▶ _To do_: Take the line containing "For every instance of the front" and all lines after it, through the end of the material, and repeat them exactly, pictures left out.
......
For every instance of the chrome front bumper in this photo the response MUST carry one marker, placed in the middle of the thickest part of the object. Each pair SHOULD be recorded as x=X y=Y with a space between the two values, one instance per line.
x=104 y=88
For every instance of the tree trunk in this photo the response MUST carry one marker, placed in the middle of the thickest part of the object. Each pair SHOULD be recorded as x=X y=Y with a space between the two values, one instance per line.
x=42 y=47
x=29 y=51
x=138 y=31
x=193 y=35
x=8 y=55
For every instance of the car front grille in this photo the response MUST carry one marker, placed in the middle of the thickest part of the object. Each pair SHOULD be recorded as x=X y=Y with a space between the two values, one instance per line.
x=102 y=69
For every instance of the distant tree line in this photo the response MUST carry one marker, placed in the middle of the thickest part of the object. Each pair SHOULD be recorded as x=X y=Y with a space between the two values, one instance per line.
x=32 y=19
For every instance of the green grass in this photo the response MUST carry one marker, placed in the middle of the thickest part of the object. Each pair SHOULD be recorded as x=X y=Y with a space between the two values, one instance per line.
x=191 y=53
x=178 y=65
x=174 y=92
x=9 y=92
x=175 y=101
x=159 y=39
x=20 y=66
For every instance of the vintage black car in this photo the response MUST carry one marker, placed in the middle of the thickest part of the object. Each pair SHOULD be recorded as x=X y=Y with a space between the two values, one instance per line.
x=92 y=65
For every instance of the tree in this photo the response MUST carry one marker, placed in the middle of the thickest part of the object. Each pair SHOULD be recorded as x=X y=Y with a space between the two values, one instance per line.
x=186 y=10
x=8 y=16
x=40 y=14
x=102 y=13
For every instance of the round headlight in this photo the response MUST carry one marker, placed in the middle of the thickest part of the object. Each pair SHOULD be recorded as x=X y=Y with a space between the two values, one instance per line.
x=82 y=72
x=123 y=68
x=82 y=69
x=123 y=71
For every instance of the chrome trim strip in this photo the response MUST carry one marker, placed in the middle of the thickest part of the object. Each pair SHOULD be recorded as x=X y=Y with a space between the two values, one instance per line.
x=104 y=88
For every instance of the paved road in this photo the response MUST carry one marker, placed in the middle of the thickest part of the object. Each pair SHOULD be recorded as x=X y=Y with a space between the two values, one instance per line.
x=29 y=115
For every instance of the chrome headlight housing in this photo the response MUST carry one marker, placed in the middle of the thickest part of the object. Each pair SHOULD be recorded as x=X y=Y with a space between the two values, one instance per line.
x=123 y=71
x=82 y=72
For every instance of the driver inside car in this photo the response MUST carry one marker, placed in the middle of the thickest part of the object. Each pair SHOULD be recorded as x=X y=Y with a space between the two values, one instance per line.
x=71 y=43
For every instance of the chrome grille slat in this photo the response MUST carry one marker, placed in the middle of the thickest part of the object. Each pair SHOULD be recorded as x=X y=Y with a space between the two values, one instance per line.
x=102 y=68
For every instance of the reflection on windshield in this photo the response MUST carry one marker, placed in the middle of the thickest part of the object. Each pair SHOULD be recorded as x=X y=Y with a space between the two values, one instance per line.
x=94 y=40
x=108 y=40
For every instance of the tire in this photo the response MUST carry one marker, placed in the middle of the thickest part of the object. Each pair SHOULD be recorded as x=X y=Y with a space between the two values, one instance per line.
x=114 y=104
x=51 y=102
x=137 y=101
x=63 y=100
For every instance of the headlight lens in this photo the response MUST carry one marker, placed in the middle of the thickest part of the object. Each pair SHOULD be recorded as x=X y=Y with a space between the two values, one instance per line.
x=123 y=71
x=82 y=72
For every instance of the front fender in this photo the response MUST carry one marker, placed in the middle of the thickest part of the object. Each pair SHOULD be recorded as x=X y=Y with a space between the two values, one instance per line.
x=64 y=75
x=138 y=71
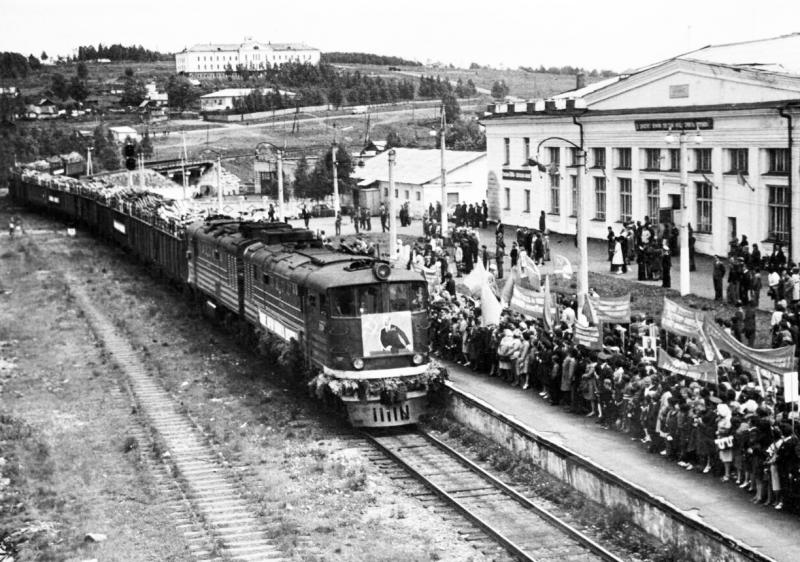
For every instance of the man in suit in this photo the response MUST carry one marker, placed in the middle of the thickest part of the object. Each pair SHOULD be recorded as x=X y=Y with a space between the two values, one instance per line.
x=393 y=338
x=717 y=276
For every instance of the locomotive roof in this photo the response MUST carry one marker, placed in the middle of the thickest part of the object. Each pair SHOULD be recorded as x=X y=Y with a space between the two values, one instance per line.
x=235 y=235
x=321 y=268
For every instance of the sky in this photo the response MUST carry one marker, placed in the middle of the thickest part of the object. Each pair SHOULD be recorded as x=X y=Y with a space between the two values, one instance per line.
x=611 y=34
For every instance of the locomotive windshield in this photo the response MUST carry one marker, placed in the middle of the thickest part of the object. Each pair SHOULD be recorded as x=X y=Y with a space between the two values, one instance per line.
x=378 y=298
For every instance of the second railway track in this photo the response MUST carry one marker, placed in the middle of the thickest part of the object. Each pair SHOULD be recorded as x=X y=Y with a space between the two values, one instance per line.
x=526 y=531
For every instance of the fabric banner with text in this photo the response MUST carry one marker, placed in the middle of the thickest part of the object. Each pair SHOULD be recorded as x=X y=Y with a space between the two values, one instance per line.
x=706 y=372
x=616 y=310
......
▶ _Exercise output_:
For every instance of the front fender in this photo the response MUST carry one marker, placed in the middle of the thickest part of the object. Each pair SHOULD be recorded as x=X y=Y with a space between the two values, one instance per line.
x=64 y=75
x=138 y=71
For every instance of the man in suit in this photo the response MUST carry one marker, placed in the middle of the thickest part of the object. Each pair SHOULD be recorded as x=X y=Y with a space between the two values, one instance per line.
x=393 y=338
x=717 y=276
For every instance of the locomotive roof in this photo the response MUST carry one marker, placed in the middle of the thickest part of the object. Each pair SHOULD be recorded as x=X y=Y with a space between the two values, one instance per line.
x=235 y=235
x=321 y=268
For every instance of the sky in this photo the response MUST carry one marker, placed in the middle of the thickest part of the object. Each pair SHOULD be recorded as x=X y=Y with a space between the two values, one instance per line.
x=611 y=34
For every instance of the locomotive windshield in this photo the response MUST carry one marker, placed in the middle of the thickest part of the object. Each pair SHOULD be recorded as x=X y=Y with a space between the two values, one instance per line.
x=378 y=298
For every instance of the second railway track in this photo the response MUST carry one marker, placed in the middle of the thickest part of the object. Each pair SHOULD be recorded as x=X y=Y with a space between the two values, one instance per line.
x=526 y=531
For every instance of the fabric banner with text in this photo the response MUST carry one marker, placed in the middle of the thickest part of the object. Each pair SHOULD be recorded as x=X y=Y with a space between the two values, one instance per line.
x=706 y=372
x=616 y=310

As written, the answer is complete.